→ **JOB**
Locate the line that contains "Please segment every instance of the **building" in the data that follows. Copy it and every subsequent line to the end, exactly, excluding pictures.

→ **EXTRACTED RECORDS**
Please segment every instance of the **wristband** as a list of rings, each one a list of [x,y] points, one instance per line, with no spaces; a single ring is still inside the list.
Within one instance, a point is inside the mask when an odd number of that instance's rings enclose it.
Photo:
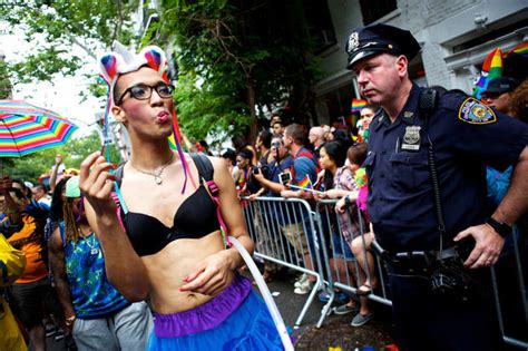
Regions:
[[[76,319],[77,319],[77,315],[75,315],[75,314],[71,315],[71,316],[65,318],[66,326],[70,326],[71,324],[74,324]]]
[[[506,223],[498,222],[491,217],[489,217],[486,223],[502,237],[511,233],[511,226]]]

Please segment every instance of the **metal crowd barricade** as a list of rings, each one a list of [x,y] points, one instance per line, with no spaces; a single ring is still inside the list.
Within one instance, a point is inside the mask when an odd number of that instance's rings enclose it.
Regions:
[[[335,212],[335,199],[323,199],[317,203],[316,212],[320,225],[320,233],[326,237],[330,242],[327,247],[330,256],[327,264],[332,271],[329,276],[327,285],[330,293],[331,304],[335,299],[335,290],[345,291],[349,294],[356,294],[358,287],[362,285],[360,281],[360,270],[364,271],[366,282],[370,286],[373,286],[372,281],[375,275],[378,281],[377,286],[379,289],[371,289],[372,293],[366,298],[387,305],[391,305],[392,302],[389,296],[389,290],[387,287],[387,270],[381,264],[380,259],[370,252],[370,245],[366,245],[366,235],[369,233],[366,223],[364,222],[361,211],[353,206],[345,214],[338,214]],[[348,248],[352,251],[350,242],[345,241],[344,232],[349,233],[349,237],[355,237],[359,244],[356,254],[362,254],[364,257],[371,255],[372,263],[369,264],[365,261],[364,269],[360,266],[360,263],[355,257],[346,257]],[[373,265],[371,267],[370,265]],[[379,292],[379,293],[378,293]]]
[[[526,233],[522,233],[526,235]],[[506,238],[499,261],[491,269],[491,282],[499,315],[499,329],[506,343],[528,350],[527,238],[514,227]]]
[[[242,201],[255,256],[315,277],[315,283],[295,321],[299,328],[327,275],[327,253],[322,250],[315,216],[310,204],[299,198],[258,197]],[[321,326],[327,309],[321,312]]]
[[[335,259],[339,247],[348,242],[343,233],[355,233],[360,241],[360,253],[368,255],[368,225],[355,206],[349,213],[346,221],[339,221],[335,213],[336,201],[324,199],[315,205],[315,212],[303,199],[285,199],[281,197],[258,197],[255,202],[243,199],[244,215],[251,237],[255,242],[255,256],[273,262],[316,277],[316,282],[295,321],[297,328],[316,293],[326,289],[330,300],[321,310],[321,318],[316,326],[321,326],[324,318],[335,300],[335,290],[350,294],[358,293],[358,276],[361,269],[358,261]],[[355,223],[354,223],[355,221]],[[302,223],[291,226],[291,240],[284,236],[284,223]],[[310,231],[313,245],[307,245],[307,260],[300,252],[302,241],[310,241],[306,236]],[[355,232],[354,232],[355,231]],[[335,235],[332,235],[334,233]],[[310,236],[309,235],[309,236]],[[490,270],[496,310],[502,339],[507,344],[528,349],[528,292],[526,286],[528,246],[526,237],[516,233],[508,240],[499,262]],[[330,259],[332,257],[332,259]],[[370,272],[378,279],[377,289],[368,295],[369,300],[391,305],[388,271],[381,260],[373,255],[374,270],[365,264],[366,281],[371,283]],[[375,273],[374,273],[375,272]]]

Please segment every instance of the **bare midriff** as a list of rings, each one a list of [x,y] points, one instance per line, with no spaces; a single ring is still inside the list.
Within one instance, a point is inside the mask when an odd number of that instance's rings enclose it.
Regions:
[[[177,313],[199,306],[214,296],[196,292],[180,292],[184,279],[196,271],[207,256],[224,250],[219,231],[201,238],[182,238],[169,243],[160,252],[143,256],[149,282],[151,309],[162,314]],[[228,276],[233,281],[235,273]]]

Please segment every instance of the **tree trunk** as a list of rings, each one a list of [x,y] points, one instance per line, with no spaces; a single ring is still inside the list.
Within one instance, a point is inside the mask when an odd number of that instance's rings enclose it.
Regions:
[[[250,116],[251,116],[247,143],[253,145],[258,134],[258,124],[256,120],[256,110],[255,110],[255,86],[253,85],[253,78],[251,76],[246,76],[246,89],[247,89],[247,107],[250,109]]]

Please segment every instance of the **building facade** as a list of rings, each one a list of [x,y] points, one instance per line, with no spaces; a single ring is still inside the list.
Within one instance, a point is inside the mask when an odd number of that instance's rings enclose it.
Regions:
[[[350,114],[359,97],[355,77],[345,69],[344,46],[358,27],[384,22],[410,30],[420,55],[410,62],[421,86],[442,86],[470,94],[486,56],[507,52],[528,40],[526,0],[327,0],[335,43],[320,53],[323,78],[315,85],[319,123]]]

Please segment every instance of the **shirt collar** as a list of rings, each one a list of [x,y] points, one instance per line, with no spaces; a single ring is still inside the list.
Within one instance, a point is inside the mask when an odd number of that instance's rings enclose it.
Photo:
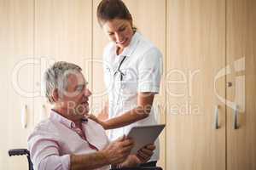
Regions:
[[[136,31],[132,37],[131,41],[126,48],[125,48],[124,51],[119,56],[126,56],[129,57],[132,54],[136,48],[137,47],[137,43],[139,42],[140,33]]]
[[[73,121],[67,119],[66,117],[62,116],[60,113],[56,112],[54,110],[51,110],[49,118],[53,121],[59,122],[60,123],[65,125],[69,128],[73,128],[76,126]],[[87,121],[88,119],[83,119],[82,123],[87,122]]]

→ **RESULT OF THIS EXERCISE**
Please segment every instance of the **building facade** as a list of rings, each one a list of [x,y] points, one instance per line, with no spaces; a single ring is still inside the list.
Within one instance, a point is inside the mask when an odd number of that instance's rings enclose it.
Regions:
[[[350,114],[359,97],[355,77],[345,69],[344,46],[358,27],[384,22],[410,30],[420,55],[410,62],[421,86],[442,86],[470,94],[486,56],[507,52],[528,40],[526,0],[327,0],[335,43],[320,53],[323,78],[315,85],[319,123]]]

Please segment every instance of the **shirt collar** as a list of rings, each one a list of [x,y] points, one instance per line, with no spaces; a single ring is still inside the list.
Within one instance, a point is inside the mask when an odd number of that instance's rings enclose it.
Photo:
Regions:
[[[136,31],[132,37],[131,41],[126,48],[125,48],[124,51],[119,56],[126,56],[129,57],[132,54],[136,48],[137,47],[137,43],[139,42],[140,33]]]
[[[73,121],[67,119],[66,117],[62,116],[60,113],[56,112],[54,110],[51,110],[49,118],[53,121],[59,122],[60,123],[65,125],[69,128],[73,128],[76,126]],[[87,121],[88,119],[83,119],[82,123],[87,122]]]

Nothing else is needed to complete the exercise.